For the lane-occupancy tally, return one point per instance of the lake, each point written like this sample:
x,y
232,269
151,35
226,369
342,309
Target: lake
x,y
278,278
---+---
• **What to produce**: Please copy out the listing above line for line, unchanged.

• **Task response**:
For the lane-occupancy tally, return one point per instance of the lake, each point written like this sample:
x,y
232,269
151,35
226,369
342,309
Target: lake
x,y
278,278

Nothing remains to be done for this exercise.